Those of us who use hydronic heaters and/or engine heat through a heat exchanger to heat your plumbing hot water have a safety issue:

The water gets VERY hot, typically much higher than a domestic hot water heater.

In order to avoid scalding the kids, the navigator, or yourself, proudly install a mixing valve to automatically blend cold water in with that extremely hot water to get the temp down to safer levels at the tap.

Here's one source I stumbled on, $100 - $130, that lists Honeywell mixing valves with a variety of plumbing style connections, there are many other sources of supply, this one is for illustration purposes:

http://www.suremarineservice.com/everhot-tankless-on-demand-copper-water-heater.aspx

In our busnut brilliance and efficiency, we do have occasional lapses in safe execution?

happy coaching!
buswarrior
Frozen North, Greater Toronto Area
new project: 1995 MCI 102D3, Cat 3176b, Eaton Autoshift

daddysgirl

I would love to be included in this safety warning.
However, I do not have a system that uses the engine to heat the water. I would LOVE more details??

Also, I was actually dreaming last night about a system that captures some of the engine heat and distributes it for additional OTR heat for those who have removed their stock heat/AC systems. Mine is still in place and fully functional... dreams are strange.
Andrea   Richmond, VA
1974 MC8 8V71/HT740 new in 2000 and again in 2019-

Oonrahnjay

Quote from: daddysgirl on December 16, 2016, 07:47:26 AM... However, I do not have a system that uses the engine to heat the water. I would LOVE more details??  ...

      My Attwood water heater has what they call a heat exchanger coil in the heater itself.  It's hooked up to the engine coolant/radiator system.  As BW says, the water in the heater gets *very* hot.  This unit is equipped with called a tempering valve; it automatically takes the water in the tank (no matter if it was heated by the exchanger or the 120V element, or the propane burner -- it has all three) and automatically mixes hot and cold water so that the output hot water is always a set, safe temperature.
☆ ☆ ☆
**Given problem:** Retype the passage of the hot-water safety discussion from "Those of us" to "happy coaching!", word for word.

**Given entries:**
☆ ☆ ☆
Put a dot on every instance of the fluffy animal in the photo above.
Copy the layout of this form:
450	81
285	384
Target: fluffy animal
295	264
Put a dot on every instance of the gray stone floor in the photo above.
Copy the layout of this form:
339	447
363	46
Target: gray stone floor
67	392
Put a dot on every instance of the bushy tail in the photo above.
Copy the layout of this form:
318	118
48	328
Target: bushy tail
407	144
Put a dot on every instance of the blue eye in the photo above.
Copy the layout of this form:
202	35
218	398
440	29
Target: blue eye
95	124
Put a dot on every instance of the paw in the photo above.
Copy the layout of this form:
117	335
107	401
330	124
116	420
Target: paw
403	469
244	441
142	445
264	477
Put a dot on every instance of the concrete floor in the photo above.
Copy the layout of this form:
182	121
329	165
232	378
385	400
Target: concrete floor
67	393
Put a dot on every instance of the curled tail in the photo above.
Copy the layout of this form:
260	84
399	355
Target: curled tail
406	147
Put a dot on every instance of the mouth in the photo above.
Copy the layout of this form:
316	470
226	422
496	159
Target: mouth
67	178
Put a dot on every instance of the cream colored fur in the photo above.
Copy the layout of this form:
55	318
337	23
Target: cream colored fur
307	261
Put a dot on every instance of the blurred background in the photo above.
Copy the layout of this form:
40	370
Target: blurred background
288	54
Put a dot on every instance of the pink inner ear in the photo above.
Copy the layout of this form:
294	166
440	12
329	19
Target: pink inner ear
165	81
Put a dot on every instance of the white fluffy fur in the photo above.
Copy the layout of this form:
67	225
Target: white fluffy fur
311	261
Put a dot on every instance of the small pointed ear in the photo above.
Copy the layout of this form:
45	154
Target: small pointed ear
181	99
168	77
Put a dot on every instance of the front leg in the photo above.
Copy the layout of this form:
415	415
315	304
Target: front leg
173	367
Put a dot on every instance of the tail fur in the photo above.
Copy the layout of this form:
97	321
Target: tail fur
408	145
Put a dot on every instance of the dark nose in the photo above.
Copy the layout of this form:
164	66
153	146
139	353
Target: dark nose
☆ ☆ ☆
**Finished exercise:**
Those of us who use hydronic heaters and/or engine heat through a heat exchanger to heat your plumbing hot water have a safety issue:

The water gets VERY hot, typically much higher than a domestic hot water heater.

In order to avoid scalding the kids, the navigator, or yourself, proudly install a mixing valve to automatically blend cold water in with that extremely hot water to get the temp down to safer levels at the tap.

Here's one source I stumbled on, $100 - $130, that lists Honeywell mixing valves with a variety of plumbing style connections, there are many other sources of supply, this one is for illustration purposes:

http://www.suremarineservice.com/everhot-tankless-on-demand-copper-water-heater.aspx

In our busnut brilliance and efficiency, we do have occasional lapses in safe execution?

happy coaching!